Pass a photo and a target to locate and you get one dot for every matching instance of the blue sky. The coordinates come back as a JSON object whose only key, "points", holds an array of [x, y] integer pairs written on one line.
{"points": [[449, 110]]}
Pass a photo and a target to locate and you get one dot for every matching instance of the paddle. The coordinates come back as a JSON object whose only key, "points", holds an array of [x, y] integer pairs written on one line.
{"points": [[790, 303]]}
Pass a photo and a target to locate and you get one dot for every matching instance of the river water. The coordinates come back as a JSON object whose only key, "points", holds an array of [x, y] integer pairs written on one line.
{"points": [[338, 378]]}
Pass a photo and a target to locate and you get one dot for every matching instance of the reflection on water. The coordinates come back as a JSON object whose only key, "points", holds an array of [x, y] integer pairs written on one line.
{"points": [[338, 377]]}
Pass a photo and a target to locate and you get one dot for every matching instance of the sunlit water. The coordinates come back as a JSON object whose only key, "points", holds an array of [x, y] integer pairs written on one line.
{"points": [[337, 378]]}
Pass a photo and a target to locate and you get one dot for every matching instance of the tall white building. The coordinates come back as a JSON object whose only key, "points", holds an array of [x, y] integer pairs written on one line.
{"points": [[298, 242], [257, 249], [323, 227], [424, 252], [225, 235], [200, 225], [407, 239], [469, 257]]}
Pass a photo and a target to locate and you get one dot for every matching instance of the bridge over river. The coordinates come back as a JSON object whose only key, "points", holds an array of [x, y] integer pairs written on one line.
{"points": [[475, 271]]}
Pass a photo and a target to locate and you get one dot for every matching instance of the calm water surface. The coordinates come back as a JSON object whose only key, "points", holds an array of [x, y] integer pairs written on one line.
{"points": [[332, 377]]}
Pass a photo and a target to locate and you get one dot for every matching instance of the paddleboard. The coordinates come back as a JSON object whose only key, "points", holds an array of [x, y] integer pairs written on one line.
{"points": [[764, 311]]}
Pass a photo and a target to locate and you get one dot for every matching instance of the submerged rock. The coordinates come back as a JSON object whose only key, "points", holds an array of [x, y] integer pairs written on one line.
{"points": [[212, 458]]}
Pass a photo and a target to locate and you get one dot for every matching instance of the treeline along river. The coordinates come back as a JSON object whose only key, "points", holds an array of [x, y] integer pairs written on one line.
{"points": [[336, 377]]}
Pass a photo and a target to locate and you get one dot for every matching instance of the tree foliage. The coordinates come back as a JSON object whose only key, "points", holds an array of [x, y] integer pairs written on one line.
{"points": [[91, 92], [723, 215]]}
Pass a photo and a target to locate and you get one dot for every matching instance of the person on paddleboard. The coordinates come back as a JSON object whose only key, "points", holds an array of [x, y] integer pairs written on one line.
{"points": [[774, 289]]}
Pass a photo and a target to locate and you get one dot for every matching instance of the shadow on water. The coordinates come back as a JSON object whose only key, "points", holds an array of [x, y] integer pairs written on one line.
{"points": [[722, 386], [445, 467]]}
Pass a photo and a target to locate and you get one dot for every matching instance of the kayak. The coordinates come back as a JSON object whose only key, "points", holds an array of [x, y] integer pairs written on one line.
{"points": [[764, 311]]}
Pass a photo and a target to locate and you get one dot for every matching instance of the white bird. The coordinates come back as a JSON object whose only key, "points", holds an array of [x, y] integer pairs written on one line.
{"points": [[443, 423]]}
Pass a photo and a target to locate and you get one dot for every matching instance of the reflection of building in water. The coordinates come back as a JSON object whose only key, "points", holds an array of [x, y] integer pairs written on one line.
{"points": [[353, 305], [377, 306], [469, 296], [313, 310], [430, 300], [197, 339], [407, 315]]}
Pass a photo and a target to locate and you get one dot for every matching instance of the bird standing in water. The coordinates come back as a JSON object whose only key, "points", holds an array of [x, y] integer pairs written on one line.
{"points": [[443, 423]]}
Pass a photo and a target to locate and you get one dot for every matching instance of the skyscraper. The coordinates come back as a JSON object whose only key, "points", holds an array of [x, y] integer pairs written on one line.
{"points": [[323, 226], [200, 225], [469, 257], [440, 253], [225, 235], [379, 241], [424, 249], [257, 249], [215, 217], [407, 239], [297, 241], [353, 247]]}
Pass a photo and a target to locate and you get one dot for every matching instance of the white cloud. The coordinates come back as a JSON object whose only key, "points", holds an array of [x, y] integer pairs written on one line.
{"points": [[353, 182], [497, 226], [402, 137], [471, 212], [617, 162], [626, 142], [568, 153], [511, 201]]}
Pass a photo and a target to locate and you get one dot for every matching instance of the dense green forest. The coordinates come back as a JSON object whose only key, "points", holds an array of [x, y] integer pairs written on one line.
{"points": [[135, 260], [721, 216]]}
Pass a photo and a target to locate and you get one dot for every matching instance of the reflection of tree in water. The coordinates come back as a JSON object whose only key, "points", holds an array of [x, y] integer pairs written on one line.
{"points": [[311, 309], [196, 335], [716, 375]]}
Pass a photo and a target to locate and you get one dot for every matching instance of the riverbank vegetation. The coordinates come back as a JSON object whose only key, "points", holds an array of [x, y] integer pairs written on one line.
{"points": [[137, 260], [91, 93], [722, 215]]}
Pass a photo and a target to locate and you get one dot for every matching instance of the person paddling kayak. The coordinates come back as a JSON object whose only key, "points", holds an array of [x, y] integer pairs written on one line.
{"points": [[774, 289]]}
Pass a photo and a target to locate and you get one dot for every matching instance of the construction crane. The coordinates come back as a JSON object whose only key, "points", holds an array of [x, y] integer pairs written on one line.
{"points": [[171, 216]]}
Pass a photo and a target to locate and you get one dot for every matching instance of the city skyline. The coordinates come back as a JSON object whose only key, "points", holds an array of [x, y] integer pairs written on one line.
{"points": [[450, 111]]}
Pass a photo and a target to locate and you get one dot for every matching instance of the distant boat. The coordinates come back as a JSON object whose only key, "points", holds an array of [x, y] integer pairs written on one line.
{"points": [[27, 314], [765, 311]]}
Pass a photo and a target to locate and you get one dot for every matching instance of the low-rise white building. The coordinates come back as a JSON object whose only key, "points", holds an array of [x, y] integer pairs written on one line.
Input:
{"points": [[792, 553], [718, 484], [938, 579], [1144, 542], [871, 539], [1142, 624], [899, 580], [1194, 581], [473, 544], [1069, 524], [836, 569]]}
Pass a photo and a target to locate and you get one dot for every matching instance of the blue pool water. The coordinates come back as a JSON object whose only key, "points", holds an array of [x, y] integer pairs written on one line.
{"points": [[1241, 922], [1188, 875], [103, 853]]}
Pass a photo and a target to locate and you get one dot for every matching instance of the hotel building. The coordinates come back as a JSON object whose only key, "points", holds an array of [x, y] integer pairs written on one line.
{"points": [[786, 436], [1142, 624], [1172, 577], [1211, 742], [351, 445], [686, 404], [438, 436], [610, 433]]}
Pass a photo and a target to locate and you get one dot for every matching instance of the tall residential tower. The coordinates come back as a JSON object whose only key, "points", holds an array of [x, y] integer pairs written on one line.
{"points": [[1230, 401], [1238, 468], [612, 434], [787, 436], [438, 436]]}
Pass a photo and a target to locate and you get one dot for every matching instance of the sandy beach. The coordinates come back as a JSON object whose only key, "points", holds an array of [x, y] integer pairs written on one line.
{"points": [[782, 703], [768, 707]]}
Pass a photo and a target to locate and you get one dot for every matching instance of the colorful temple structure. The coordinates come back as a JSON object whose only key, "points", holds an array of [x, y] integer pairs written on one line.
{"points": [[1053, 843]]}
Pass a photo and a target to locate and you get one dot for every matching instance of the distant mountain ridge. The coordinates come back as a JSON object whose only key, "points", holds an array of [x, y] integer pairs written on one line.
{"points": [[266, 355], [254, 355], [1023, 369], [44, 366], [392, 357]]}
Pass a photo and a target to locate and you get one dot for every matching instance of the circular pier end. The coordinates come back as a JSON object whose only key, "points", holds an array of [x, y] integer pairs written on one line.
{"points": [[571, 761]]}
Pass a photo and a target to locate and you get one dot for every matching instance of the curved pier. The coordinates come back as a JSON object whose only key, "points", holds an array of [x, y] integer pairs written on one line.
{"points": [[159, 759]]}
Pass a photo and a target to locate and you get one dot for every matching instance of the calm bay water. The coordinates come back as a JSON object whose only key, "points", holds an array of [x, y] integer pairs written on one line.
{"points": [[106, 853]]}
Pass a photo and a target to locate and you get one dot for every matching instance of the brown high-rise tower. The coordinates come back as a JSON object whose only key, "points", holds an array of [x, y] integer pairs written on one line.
___
- [Task]: Extract every line from the one containing "of the curved" to the end of the entries, including both of those lines, exactly as given and with nothing added.

- [Reply to the exercise]:
Pass a photo and a target to locate and you get one dot for every matching instance of the curved pier. The coordinates come back as a JSON object whose only key, "points", holds an array of [x, y] integer pairs written on one line.
{"points": [[159, 759]]}
Pass a photo and a target to locate and you get one dot for every matching instance of the calm bay water. The coordinates come back as a JSON object whose only key, "points", holds an array of [x, y] integer pairs written on one line.
{"points": [[106, 853]]}
Pass a photo and a target to locate and you get one dot for every matching instance of the brown high-rise tower. The coordinates come back as a JSON object whose only key, "points", holds an array of [x, y] integer pairs written on one line.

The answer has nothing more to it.